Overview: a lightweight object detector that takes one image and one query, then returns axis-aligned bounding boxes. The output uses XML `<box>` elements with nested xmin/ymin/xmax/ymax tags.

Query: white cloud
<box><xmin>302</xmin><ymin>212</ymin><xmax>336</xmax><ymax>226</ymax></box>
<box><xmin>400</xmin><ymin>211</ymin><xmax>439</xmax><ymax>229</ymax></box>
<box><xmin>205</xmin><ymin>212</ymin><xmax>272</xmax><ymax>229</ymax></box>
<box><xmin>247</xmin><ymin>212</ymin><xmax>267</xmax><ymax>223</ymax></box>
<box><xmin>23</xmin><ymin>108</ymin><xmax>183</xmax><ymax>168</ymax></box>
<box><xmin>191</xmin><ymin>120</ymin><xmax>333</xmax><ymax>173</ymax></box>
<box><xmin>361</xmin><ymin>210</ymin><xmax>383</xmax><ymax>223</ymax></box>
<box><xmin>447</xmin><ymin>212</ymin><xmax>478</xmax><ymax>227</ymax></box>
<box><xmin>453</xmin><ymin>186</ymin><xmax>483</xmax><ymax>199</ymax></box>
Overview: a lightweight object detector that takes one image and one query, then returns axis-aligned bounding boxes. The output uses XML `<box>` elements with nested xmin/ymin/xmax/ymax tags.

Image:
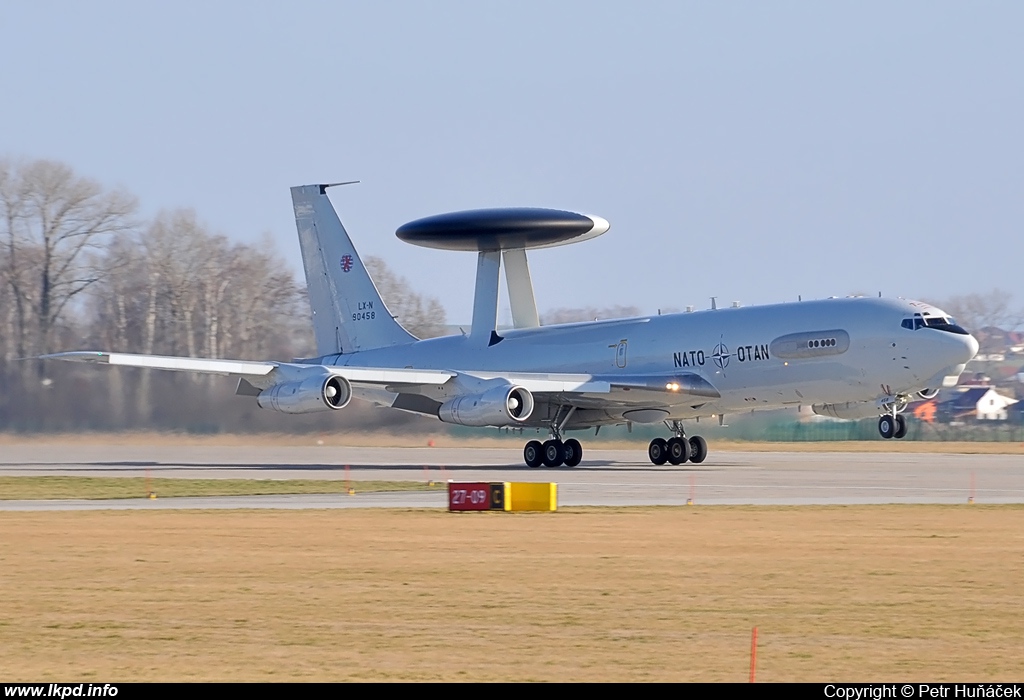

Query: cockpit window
<box><xmin>900</xmin><ymin>313</ymin><xmax>969</xmax><ymax>336</ymax></box>
<box><xmin>925</xmin><ymin>316</ymin><xmax>970</xmax><ymax>336</ymax></box>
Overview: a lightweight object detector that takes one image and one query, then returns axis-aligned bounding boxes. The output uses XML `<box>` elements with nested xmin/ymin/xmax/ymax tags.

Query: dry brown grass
<box><xmin>0</xmin><ymin>506</ymin><xmax>1024</xmax><ymax>682</ymax></box>
<box><xmin>0</xmin><ymin>432</ymin><xmax>1024</xmax><ymax>454</ymax></box>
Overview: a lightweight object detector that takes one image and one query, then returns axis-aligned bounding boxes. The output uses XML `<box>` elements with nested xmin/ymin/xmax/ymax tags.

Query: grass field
<box><xmin>0</xmin><ymin>505</ymin><xmax>1024</xmax><ymax>683</ymax></box>
<box><xmin>0</xmin><ymin>476</ymin><xmax>445</xmax><ymax>500</ymax></box>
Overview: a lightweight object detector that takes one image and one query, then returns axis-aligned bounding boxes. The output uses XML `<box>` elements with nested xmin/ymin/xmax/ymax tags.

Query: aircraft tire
<box><xmin>690</xmin><ymin>435</ymin><xmax>708</xmax><ymax>465</ymax></box>
<box><xmin>893</xmin><ymin>415</ymin><xmax>906</xmax><ymax>440</ymax></box>
<box><xmin>647</xmin><ymin>438</ymin><xmax>669</xmax><ymax>467</ymax></box>
<box><xmin>522</xmin><ymin>440</ymin><xmax>544</xmax><ymax>469</ymax></box>
<box><xmin>668</xmin><ymin>438</ymin><xmax>690</xmax><ymax>465</ymax></box>
<box><xmin>879</xmin><ymin>415</ymin><xmax>896</xmax><ymax>440</ymax></box>
<box><xmin>562</xmin><ymin>438</ymin><xmax>583</xmax><ymax>467</ymax></box>
<box><xmin>544</xmin><ymin>440</ymin><xmax>565</xmax><ymax>467</ymax></box>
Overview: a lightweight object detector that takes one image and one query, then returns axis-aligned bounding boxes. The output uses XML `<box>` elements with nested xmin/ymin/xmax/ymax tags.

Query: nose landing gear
<box><xmin>879</xmin><ymin>396</ymin><xmax>909</xmax><ymax>440</ymax></box>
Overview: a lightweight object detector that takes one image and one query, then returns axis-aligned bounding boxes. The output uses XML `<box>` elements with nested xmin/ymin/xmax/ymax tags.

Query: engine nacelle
<box><xmin>256</xmin><ymin>375</ymin><xmax>352</xmax><ymax>413</ymax></box>
<box><xmin>811</xmin><ymin>401</ymin><xmax>882</xmax><ymax>421</ymax></box>
<box><xmin>437</xmin><ymin>385</ymin><xmax>534</xmax><ymax>427</ymax></box>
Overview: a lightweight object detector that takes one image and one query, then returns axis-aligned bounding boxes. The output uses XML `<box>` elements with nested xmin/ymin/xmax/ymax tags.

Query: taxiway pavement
<box><xmin>0</xmin><ymin>443</ymin><xmax>1024</xmax><ymax>511</ymax></box>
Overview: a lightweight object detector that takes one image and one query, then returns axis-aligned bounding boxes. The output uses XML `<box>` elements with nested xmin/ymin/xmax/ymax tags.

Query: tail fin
<box><xmin>292</xmin><ymin>185</ymin><xmax>416</xmax><ymax>355</ymax></box>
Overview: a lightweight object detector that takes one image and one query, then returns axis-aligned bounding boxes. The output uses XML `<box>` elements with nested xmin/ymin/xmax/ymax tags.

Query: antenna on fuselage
<box><xmin>317</xmin><ymin>180</ymin><xmax>359</xmax><ymax>194</ymax></box>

*WHAT NEEDS TO BE DONE:* Reproduce every one of the records above verbatim, omitting the pictures.

*THE RESULT:*
Overview: a lightweight object detector that takes one image and one query, then returns axis-aligned bounding boxes. The output uses XML `<box>` elements with nested xmin/ymin/xmax/ymax tags.

Query: white cloud
<box><xmin>302</xmin><ymin>212</ymin><xmax>336</xmax><ymax>226</ymax></box>
<box><xmin>400</xmin><ymin>211</ymin><xmax>439</xmax><ymax>229</ymax></box>
<box><xmin>205</xmin><ymin>212</ymin><xmax>272</xmax><ymax>229</ymax></box>
<box><xmin>247</xmin><ymin>212</ymin><xmax>267</xmax><ymax>223</ymax></box>
<box><xmin>23</xmin><ymin>108</ymin><xmax>183</xmax><ymax>168</ymax></box>
<box><xmin>191</xmin><ymin>120</ymin><xmax>333</xmax><ymax>173</ymax></box>
<box><xmin>361</xmin><ymin>210</ymin><xmax>383</xmax><ymax>223</ymax></box>
<box><xmin>447</xmin><ymin>212</ymin><xmax>478</xmax><ymax>227</ymax></box>
<box><xmin>453</xmin><ymin>186</ymin><xmax>483</xmax><ymax>199</ymax></box>
Overview: a lightweight object detector that takes one image and one query, then returns axis-aligned bounding boxes. The output uses XML `<box>` elements with nested xmin/ymin/xmax/ymax tags.

Image:

Query: cockpit window
<box><xmin>900</xmin><ymin>313</ymin><xmax>969</xmax><ymax>336</ymax></box>
<box><xmin>925</xmin><ymin>316</ymin><xmax>970</xmax><ymax>336</ymax></box>
Overview: a lightweight object detector that takes one image and one query, then returns axis-aligned bounding boxes. The output uses XML `<box>` elements with nested xmin/ymin/xmax/ymax tags.

Query: dry brown grass
<box><xmin>0</xmin><ymin>506</ymin><xmax>1024</xmax><ymax>682</ymax></box>
<box><xmin>0</xmin><ymin>432</ymin><xmax>1024</xmax><ymax>454</ymax></box>
Overview: a lightweight object detector that takes one image and one query, then returns axis-aligned bounding boxes. The output uses XML `<box>` elements with nested xmin/ymin/xmax/ymax tags.

Query: grass field
<box><xmin>0</xmin><ymin>505</ymin><xmax>1024</xmax><ymax>683</ymax></box>
<box><xmin>0</xmin><ymin>476</ymin><xmax>445</xmax><ymax>500</ymax></box>
Overview: a lightweight object detector that takes one image and one query, then returns axis-aligned bounding boxes. The output uses XML `<box>` elements with nested xmin/ymin/xmax/ymax tags.

Query: aircraft tire
<box><xmin>690</xmin><ymin>435</ymin><xmax>708</xmax><ymax>465</ymax></box>
<box><xmin>893</xmin><ymin>415</ymin><xmax>906</xmax><ymax>440</ymax></box>
<box><xmin>647</xmin><ymin>438</ymin><xmax>669</xmax><ymax>467</ymax></box>
<box><xmin>522</xmin><ymin>440</ymin><xmax>544</xmax><ymax>469</ymax></box>
<box><xmin>668</xmin><ymin>438</ymin><xmax>690</xmax><ymax>465</ymax></box>
<box><xmin>879</xmin><ymin>415</ymin><xmax>896</xmax><ymax>440</ymax></box>
<box><xmin>562</xmin><ymin>438</ymin><xmax>583</xmax><ymax>467</ymax></box>
<box><xmin>544</xmin><ymin>440</ymin><xmax>565</xmax><ymax>467</ymax></box>
Overview: a lightweight object detector that takes one image and one query, then returns axis-aligned bounding boxes. The output uses XML `<box>` elements with nested xmin/ymin/xmax/ymax tags.

Query: nose landing gear
<box><xmin>879</xmin><ymin>396</ymin><xmax>909</xmax><ymax>440</ymax></box>
Overview: a lightweight object detector that takes one image and one query, then returns axis-aligned bounding boxes. The output uses XML `<box>` elements with nested xmin/ymin/xmax/ymax tags.

Query: engine nacelle
<box><xmin>256</xmin><ymin>375</ymin><xmax>352</xmax><ymax>413</ymax></box>
<box><xmin>811</xmin><ymin>401</ymin><xmax>882</xmax><ymax>421</ymax></box>
<box><xmin>437</xmin><ymin>385</ymin><xmax>534</xmax><ymax>427</ymax></box>
Overview: a lightweight object detector that takes one image and one query, then returns axis-aligned bounding boxes. The output uses XML `<box>` elements with nested xmin/ymin/xmax/ymax tags.

Query: taxiway pavement
<box><xmin>0</xmin><ymin>443</ymin><xmax>1024</xmax><ymax>511</ymax></box>
Overview: a lightweight object detector that takes one image and one query, then returns axis-aligned bounding boxes. The output uses XML `<box>` elements with nested xmin/ymin/xmax/ymax tags.

Query: tail fin
<box><xmin>292</xmin><ymin>185</ymin><xmax>416</xmax><ymax>355</ymax></box>
Overview: a lightweight object detector that takes one image and one query, then returns axis-aligned bounding boxes. The output uses XML `<box>` elements with nested xmin/ymin/xmax/ymax tags.

Query: antenna on fuselage
<box><xmin>317</xmin><ymin>180</ymin><xmax>359</xmax><ymax>194</ymax></box>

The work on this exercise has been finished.